MATERIAL PROVIDED:

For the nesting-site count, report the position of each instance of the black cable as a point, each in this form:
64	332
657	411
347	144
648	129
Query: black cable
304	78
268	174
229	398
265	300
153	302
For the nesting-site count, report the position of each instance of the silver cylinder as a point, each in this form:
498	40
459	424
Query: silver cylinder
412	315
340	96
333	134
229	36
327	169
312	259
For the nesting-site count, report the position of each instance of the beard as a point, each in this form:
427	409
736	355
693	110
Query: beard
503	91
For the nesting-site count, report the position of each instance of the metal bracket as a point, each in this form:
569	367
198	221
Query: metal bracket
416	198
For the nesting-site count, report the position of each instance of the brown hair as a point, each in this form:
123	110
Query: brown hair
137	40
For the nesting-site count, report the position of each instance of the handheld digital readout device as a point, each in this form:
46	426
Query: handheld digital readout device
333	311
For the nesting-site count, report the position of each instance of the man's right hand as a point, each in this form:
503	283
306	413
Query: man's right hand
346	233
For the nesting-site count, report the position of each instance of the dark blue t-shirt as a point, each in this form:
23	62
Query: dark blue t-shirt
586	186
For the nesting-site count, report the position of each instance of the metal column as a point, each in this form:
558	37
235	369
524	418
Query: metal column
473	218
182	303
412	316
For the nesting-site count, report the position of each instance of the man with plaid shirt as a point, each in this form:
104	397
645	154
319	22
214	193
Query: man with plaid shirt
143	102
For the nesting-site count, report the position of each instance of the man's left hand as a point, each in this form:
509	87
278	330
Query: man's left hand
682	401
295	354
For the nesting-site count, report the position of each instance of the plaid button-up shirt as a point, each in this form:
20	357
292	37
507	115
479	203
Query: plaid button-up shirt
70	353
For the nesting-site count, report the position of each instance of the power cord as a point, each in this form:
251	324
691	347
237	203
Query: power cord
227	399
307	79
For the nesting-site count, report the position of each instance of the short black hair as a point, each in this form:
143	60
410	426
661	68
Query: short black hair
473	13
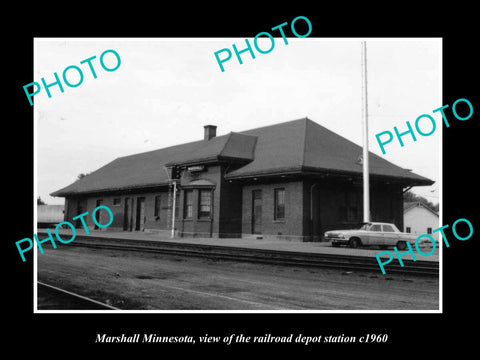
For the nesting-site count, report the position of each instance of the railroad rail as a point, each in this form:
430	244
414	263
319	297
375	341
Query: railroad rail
54	298
277	257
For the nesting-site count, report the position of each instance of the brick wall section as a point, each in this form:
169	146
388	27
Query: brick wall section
291	228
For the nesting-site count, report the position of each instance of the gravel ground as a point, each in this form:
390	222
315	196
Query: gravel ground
140	281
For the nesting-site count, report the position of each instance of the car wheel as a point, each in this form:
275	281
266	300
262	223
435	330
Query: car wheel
354	243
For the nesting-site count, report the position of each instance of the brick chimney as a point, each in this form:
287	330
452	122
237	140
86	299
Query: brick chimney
210	132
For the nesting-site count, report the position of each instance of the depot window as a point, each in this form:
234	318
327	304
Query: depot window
279	206
188	208
157	206
204	203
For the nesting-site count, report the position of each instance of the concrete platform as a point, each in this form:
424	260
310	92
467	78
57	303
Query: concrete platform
277	245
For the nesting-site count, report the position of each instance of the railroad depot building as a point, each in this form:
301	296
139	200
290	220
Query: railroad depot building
293	180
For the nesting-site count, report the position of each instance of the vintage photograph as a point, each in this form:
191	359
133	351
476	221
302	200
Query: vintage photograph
167	183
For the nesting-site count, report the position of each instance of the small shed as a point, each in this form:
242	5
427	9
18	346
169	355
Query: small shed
419	219
48	215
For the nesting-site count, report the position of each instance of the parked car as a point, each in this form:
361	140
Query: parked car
371	233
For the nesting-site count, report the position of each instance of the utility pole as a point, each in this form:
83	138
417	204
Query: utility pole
366	176
174	205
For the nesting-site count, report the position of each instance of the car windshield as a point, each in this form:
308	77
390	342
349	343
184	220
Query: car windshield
362	226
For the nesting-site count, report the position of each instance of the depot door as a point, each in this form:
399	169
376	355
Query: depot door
140	223
128	215
98	214
256	211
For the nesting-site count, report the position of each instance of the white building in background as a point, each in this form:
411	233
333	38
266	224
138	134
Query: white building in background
419	219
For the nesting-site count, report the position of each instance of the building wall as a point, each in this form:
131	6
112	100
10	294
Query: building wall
337	203
290	228
160	222
419	219
311	207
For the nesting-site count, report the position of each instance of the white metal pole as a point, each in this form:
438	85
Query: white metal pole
366	180
174	205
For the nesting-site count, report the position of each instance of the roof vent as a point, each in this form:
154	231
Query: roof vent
210	132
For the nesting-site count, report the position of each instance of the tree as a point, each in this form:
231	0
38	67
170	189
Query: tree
82	175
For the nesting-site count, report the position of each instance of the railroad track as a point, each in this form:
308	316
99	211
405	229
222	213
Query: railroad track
277	257
54	298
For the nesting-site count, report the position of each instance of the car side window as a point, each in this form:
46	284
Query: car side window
388	228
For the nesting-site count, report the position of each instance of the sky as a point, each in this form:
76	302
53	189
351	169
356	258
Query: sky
165	90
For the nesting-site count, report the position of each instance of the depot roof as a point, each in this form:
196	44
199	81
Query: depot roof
295	147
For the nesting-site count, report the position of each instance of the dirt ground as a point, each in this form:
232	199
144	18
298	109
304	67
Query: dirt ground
140	281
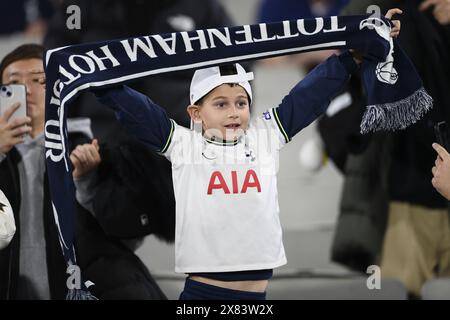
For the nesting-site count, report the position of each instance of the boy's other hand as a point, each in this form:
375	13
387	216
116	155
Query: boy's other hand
441	10
441	171
85	158
395	31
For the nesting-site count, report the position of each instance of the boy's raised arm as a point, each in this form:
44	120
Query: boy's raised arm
139	114
312	95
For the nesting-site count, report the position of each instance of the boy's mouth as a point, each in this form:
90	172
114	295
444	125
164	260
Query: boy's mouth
233	126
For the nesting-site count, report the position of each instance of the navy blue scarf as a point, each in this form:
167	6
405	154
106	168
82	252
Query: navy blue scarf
395	94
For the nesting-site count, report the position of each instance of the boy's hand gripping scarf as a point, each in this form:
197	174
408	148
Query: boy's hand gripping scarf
396	97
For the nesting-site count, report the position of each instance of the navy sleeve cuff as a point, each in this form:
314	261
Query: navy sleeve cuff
347	60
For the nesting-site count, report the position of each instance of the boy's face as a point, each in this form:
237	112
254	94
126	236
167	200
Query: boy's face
224	111
29	72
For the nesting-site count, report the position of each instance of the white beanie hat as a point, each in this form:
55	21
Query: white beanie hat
205	80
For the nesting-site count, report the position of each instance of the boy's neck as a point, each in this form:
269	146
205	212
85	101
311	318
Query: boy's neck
218	140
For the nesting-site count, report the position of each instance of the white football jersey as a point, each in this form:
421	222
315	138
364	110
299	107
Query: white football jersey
227	213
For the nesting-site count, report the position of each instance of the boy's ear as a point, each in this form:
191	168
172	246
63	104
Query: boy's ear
193	111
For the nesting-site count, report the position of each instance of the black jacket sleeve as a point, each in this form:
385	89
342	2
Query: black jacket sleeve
135	193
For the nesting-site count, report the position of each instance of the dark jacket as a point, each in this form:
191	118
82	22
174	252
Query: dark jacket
134	198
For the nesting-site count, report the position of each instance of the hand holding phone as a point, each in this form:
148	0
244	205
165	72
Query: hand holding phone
10	95
13	119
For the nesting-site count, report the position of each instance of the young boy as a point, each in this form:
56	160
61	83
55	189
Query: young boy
228	234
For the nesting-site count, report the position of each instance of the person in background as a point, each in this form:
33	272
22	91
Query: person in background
32	266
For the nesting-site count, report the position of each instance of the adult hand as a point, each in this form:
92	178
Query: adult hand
85	158
395	31
12	132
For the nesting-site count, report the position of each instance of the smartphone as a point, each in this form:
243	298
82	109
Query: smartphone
10	94
442	134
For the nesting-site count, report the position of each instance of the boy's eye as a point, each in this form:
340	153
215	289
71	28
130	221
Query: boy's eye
242	104
220	104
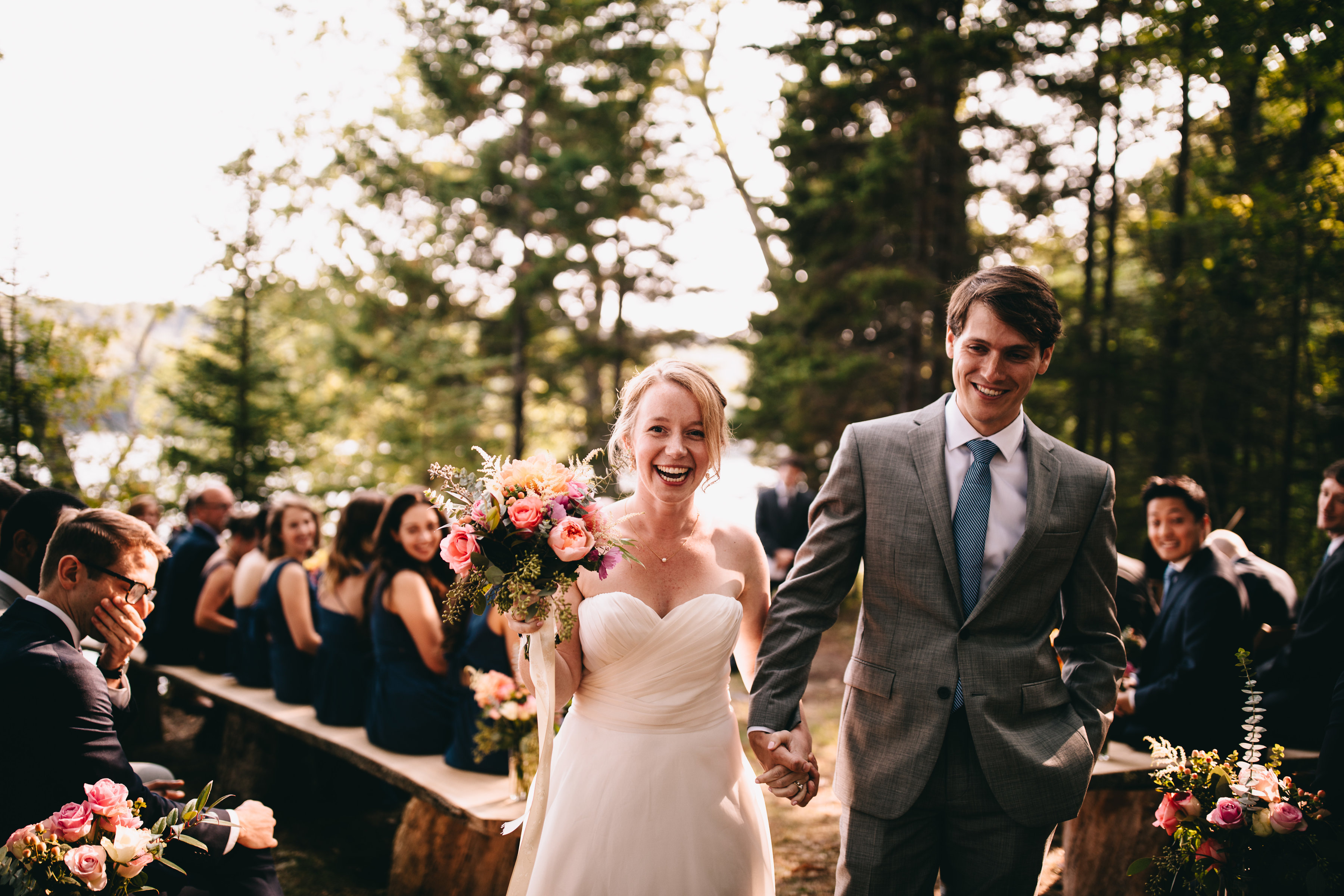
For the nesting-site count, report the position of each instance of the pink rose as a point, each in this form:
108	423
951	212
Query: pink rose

WORK REQUIRED: Your output must match the records word for word, apart from the images, which are left out.

YOUR SOLUTION:
For the nesting-site count, report the position of each instance of the black cable as a point, each in this form:
64	332
657	411
347	144
648	129
Query: black cable
304	78
268	174
229	398
265	300
153	302
For the nesting-site count, report the position of each instance of the silver cylinder as a point, each in this form:
498	40
459	424
Query: silver cylinder
412	315
340	96
333	134
229	36
327	169
312	259
For the nesting-site count, report the position of each instance of the beard as a point, each in this form:
427	409
736	355
693	110
Query: beard
503	91
For the nesting-site count, report the position of each instance of the metal bracket as a point, each in this form:
569	367
198	221
Query: metal bracket
416	198
For the nesting-site count, report the position of each instance of the brown hair as a point, each in this form:
123	110
Query: brown hair
137	40
For the nesting-site count, report the position of each instance of the handheld digital readout device as a point, each in this form:
46	426
Query: handheld digital readout device
333	311
For the nesting-site count, report the position of each instance of the man's right hand as a point, each in this form:
503	283
306	413
Query: man's right hand
346	233
For the nesting-site count, report the position of each instance of the dark blue t-shirt as a point, each in this form:
23	62
Query: dark blue t-shirt
586	186
For the nesting-site count, report the position of each instance of the metal column as a point, each in this form:
558	37
235	369
524	418
Query: metal column
473	218
182	303
412	316
For the nesting-site count, report the position of each instance of the man with plaid shirt as a point, each in this form:
104	397
645	154
319	22
214	193
Query: man with plaid shirt
143	102
For the nesting-site count, report the position of each instance of the man's left hand as a point, each in this form:
509	87
278	330
Query: man's left hand
682	401
295	354
For the nesting-site count, report the position of each instance of the plaid button-up shirt as a point, each in this form:
20	357
292	37
507	115
479	203
Query: plaid button-up shirt
70	353
For the nesting-site count, report the position of each instance of the power cord as a point, each in this form:
251	324
691	347
237	203
Query: power cord
227	399
307	79
For the nesting-site count, report the position of each instance of the short black hair as a point, each in this form:
143	60
410	426
661	68
Query: short black hair
473	13
For the nesting-site count, report the position of each instance of the railroad rail as a point, each in this form:
430	244
414	263
319	297
375	341
Query: railroad rail
54	298
277	257
For the nesting-site count, report the position of each instance of the brick wall section as a point, each in this form:
169	146
388	27
Query: brick wall section
291	228
For the nesting-site count, report the position of each instance of the gravel ground as a point, each in this form:
390	222
315	196
Query: gravel ground
140	281
For the nesting-site count, report the position of each instance of the car wheel as a point, each in this form:
275	281
266	300
262	223
435	330
Query: car wheel
354	243
For the nesting-site count, report the position of each instance of the brick chimney as a point, each in this form:
287	330
452	122
237	140
86	299
Query: brick chimney
210	132
For the nesting-site count, report the position of each instance of the depot window as a point, each in this form:
234	318
327	304
Query: depot window
279	206
188	208
157	206
204	203
For the nesting-site count, report the position of each instance of the concrete platform as a point, each in this form:
424	260
310	92
467	78
57	303
Query: concrete platform
277	245
For the nesting-site count, report the position of each instance of the railroad depot building as a point, each in this form:
301	296
139	200
290	220
Query: railroad depot building
293	180
For the nesting-site count, report the position of each instance of the vintage photograph as a point, each in this form:
191	359
133	351
476	221
302	200
Query: vintage photograph
167	183
For the nesting-site count, report the position of each instance of the small shed as a point, each in this form:
242	5
427	9
18	346
169	355
Query: small shed
419	219
48	215
For the nesting-site count, report the position of each instance of the parked car as a point, each in this form:
361	140
Query: parked car
371	233
For the nesting-site count, report the position of each instance of the utility pole as a point, each in this form:
83	138
417	204
Query: utility pole
366	176
174	205
For the nesting-site count, report the position of each instance of the car windshield as a point, each in this form:
308	77
390	342
349	343
184	220
Query: car windshield
362	226
For the nesting-site count, report the position of each instance of the depot door as a point, each in this form:
399	169
376	355
Query: depot door
140	223
128	215
98	214
256	211
For the nesting-site count, report the position of each instance of the white building in background as a point, each in this form:
411	233
333	38
266	224
138	134
Query: white building in background
419	219
For the nesting-site count, report the position of each instance of the building wall as a point, each in this form:
131	6
112	100
10	294
Query: building wall
337	203
290	228
160	222
419	219
311	207
For the nesting-site count, report the position of each instance of the white metal pole as a point, each in this form:
438	85
Query: white metal pole
366	180
174	205
For the nesting-site count, report the position of each instance of the roof vent as a point, each in this form:
154	231
Query: roof vent
210	132
For the nesting-site count, report the position of each instance of the tree as a point, each in this form:
231	0
38	67
170	189
Query: tree
82	175
For the nesting-site count, report the position of each instance of the railroad track as a point, each in this form:
308	316
99	211
405	229
222	213
Query: railroad track
277	257
54	298
For the nesting-site count, report the position of each instance of the car side window as a point, each in this form:
46	284
Query: car side window
388	228
For the nesting-site count, report the position of each instance of the sky as a point, each in this form:
76	302
53	189
351	169
356	258
Query: sky
165	90
For the nesting-site count, report the position of each instance of the depot roof as a point, each in this form:
196	44
199	81
Query: depot roof
295	147
For the nesting-site count, report the position of each instance of the dirt ground as a point, each in this form:
232	199
144	18
298	109
304	67
Query: dirt ground
140	281
For the nesting-site count, report the position of each instance of the boy's other hand as a point, each in this form:
375	13
387	216
116	155
Query: boy's other hand
441	10
441	171
85	158
395	31
For the nesting-site count, report the position of each instance of the boy's raised arm as a point, each in this form:
44	120
Query: boy's raised arm
139	114
312	95
For the nesting-site count, report the position of each instance of the boy's mouth as a point, each in this form:
90	172
114	295
444	125
164	260
Query: boy's mouth
233	126
For the nesting-site count, report the position of each instance of the navy blue scarf as a point, each in this form:
167	6
405	154
106	168
82	252
Query: navy blue scarf
395	94
For the nesting-site count, report the position of each instance of the boy's hand gripping scarf as a point, each in this form:
197	174
408	148
Query: boy's hand gripping scarf
396	97
For the nesting-site count, report the position of each instance of the navy sleeve cuff as a point, each in this form:
314	261
Query: navy sleeve cuff
347	60
For the nesting-site count, report the position of each instance of the boy's face as a point, each in this form:
237	112
254	94
126	236
167	200
Query: boy's face
224	111
29	72
For the nesting-site count, report the position of each instance of the white beanie hat as a point, each in this form:
55	21
Query: white beanie hat
205	80
For the nesting-site count, report the position of each instance of the boy's neck as a point, each in this form:
269	146
205	212
85	101
311	318
Query: boy's neck
218	140
For the nesting-site count, report the position of each instance of the white football jersey as a point, each in this form:
421	222
315	138
364	110
299	107
Query: white football jersey
227	213
For the nesting-site count, report the position of each instance of the boy's ear as a point, each in this form:
191	168
172	246
63	104
Query: boy's ear
193	111
For the nesting-site count, report the position of each instance of the black jacket sleeve as a point, each in this form:
385	89
342	2
Query: black jacket sleeve
135	193
For the nesting-site count, report the position of each instance of the dark jacket as a point, each in this form:
191	118
82	22
174	252
Query: dark jacket
134	198
For the nesting-site count, report the position of each instance of the hand holding phone as a point, each in this form:
148	0
244	205
165	72
Query: hand holding phone
10	95
13	119
For the nesting-site count, report the position of each instance of the young boy as a point, each in this form:
56	160
61	83
55	189
Query: young boy
228	234
For the nesting-site count, report the position of each instance of the person in background as a point, each in this form:
33	272
22	91
Query: person in background
32	266
For the nesting-site count, report the position of each instance of the adult hand as a point, each in this form:
92	178
Query: adult hand
85	158
395	31
12	132
For the nesting-site count, report the position of each instance of the smartphone as a point, each in this form:
243	298
82	109
Query: smartphone
10	94
442	134
For the nesting-site count, report the position of each instance of the boy's eye as a point, each in this form:
340	153
215	289
71	28
130	221
Query: boy's eye
242	104
220	104
For the nesting-site count, report the position of each instance of the pink rose as a point, each in this form:
108	423
951	212
Query: pink rose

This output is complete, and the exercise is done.